Collect every line in the material below that contains the word "dark" and copy each one. Case matters when matching.

***** Provided data *****

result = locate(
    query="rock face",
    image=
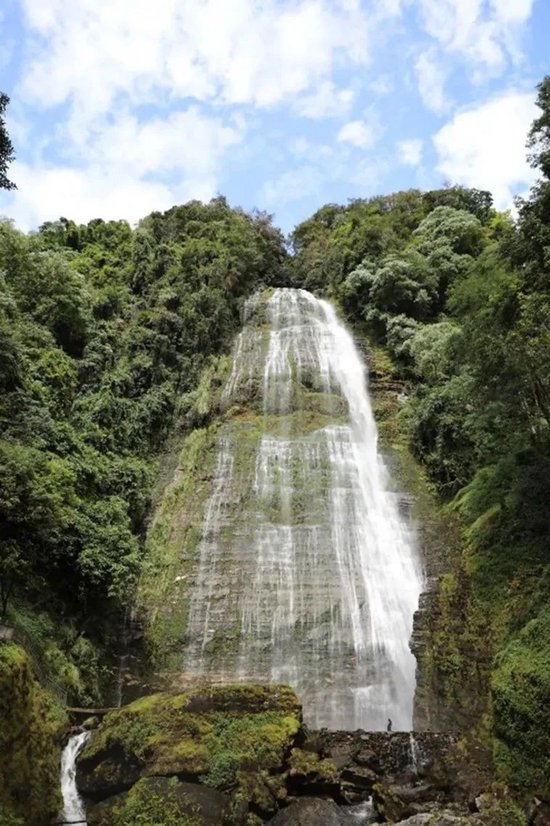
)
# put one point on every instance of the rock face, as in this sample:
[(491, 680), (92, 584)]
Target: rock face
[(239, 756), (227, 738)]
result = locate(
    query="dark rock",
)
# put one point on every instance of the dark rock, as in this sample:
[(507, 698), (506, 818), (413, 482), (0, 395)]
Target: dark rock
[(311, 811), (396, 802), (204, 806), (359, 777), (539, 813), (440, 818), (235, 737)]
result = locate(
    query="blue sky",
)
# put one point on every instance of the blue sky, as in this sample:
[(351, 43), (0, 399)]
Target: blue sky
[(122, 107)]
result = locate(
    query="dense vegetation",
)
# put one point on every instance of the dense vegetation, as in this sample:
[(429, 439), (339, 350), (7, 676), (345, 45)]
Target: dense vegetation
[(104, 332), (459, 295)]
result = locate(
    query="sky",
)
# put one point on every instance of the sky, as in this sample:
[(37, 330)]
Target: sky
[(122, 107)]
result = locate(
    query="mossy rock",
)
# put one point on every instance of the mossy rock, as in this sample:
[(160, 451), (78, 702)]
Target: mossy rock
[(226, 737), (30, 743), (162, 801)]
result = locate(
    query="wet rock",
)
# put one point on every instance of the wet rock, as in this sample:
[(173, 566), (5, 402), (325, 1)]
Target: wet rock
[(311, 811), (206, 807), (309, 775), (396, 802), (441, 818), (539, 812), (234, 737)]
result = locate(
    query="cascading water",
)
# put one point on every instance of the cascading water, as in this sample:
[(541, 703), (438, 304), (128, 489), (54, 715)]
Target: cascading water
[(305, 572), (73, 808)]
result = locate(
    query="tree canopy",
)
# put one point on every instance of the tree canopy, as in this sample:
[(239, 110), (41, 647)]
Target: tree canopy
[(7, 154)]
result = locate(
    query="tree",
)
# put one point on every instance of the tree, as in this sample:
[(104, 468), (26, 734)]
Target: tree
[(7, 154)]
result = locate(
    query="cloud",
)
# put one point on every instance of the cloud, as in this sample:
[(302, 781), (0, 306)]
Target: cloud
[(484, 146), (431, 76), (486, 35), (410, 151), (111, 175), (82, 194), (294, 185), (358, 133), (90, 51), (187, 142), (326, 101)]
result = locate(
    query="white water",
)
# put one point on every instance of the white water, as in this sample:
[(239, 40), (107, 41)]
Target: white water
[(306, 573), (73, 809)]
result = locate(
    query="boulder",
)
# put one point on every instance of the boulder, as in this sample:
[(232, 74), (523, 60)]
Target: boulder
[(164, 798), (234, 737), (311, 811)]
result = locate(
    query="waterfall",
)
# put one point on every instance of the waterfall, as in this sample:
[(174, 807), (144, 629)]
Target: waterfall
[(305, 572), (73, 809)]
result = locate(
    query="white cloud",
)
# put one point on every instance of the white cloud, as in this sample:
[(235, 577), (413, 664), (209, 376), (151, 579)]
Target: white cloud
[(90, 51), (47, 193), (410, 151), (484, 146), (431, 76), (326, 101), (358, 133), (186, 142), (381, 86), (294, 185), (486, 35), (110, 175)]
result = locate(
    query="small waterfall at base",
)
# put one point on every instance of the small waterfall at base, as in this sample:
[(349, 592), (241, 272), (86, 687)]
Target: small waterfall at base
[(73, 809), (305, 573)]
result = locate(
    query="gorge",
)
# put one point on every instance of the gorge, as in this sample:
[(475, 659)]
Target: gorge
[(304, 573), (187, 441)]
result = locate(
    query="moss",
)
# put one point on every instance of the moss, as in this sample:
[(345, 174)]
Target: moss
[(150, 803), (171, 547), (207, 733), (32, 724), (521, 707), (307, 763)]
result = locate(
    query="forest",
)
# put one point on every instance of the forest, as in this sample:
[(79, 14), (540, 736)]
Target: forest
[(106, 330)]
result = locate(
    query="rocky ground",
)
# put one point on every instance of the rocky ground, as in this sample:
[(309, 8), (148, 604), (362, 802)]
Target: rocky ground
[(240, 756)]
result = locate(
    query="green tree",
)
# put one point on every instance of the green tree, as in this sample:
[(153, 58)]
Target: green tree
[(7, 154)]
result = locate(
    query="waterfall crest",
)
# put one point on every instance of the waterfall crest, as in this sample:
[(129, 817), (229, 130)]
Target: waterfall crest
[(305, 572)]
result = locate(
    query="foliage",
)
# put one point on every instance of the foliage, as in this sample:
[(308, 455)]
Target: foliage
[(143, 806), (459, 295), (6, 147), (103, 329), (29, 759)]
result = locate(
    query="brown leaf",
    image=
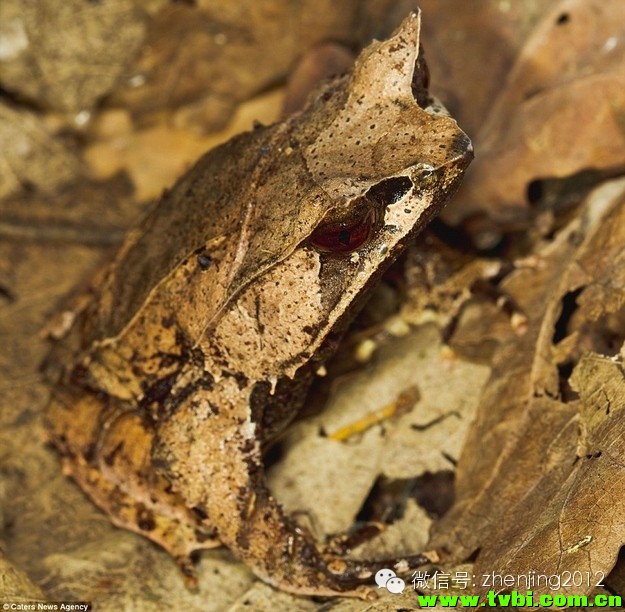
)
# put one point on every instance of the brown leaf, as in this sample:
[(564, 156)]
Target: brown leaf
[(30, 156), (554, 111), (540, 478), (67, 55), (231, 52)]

*****

Full solution
    query="dark rock",
# put one point on every instance of the dark rock, as in this sample:
Target: dark rock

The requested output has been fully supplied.